Copy out every row below word for word, leaving the pictures out.
+--
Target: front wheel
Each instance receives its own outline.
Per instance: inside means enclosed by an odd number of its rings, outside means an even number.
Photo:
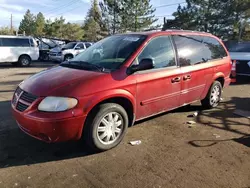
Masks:
[[[28,67],[30,66],[31,63],[31,59],[29,56],[27,55],[22,55],[19,60],[18,60],[18,64],[22,67]]]
[[[219,105],[222,93],[222,86],[219,81],[215,81],[210,87],[205,99],[201,101],[201,104],[205,108],[214,108]]]
[[[73,56],[72,55],[66,55],[64,57],[64,61],[70,61],[71,59],[73,59]]]
[[[109,150],[122,141],[128,128],[128,115],[118,104],[102,104],[88,117],[85,126],[84,139],[88,145],[99,151]]]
+--
- [Exercise output]
Target: front wheel
Each instance receives its own outline.
Per instance: inside means enclosed by an odd number of its rings, outside means an even number.
Photo:
Masks:
[[[28,67],[30,66],[31,63],[31,59],[29,56],[27,55],[22,55],[19,60],[18,60],[18,64],[22,67]]]
[[[219,105],[222,93],[222,86],[219,81],[215,81],[210,87],[205,99],[201,101],[201,104],[205,108],[214,108]]]
[[[73,56],[72,55],[66,55],[64,57],[64,61],[70,61],[71,59],[73,59]]]
[[[109,150],[122,141],[128,128],[128,115],[118,104],[102,104],[88,117],[85,126],[84,139],[88,145],[99,151]]]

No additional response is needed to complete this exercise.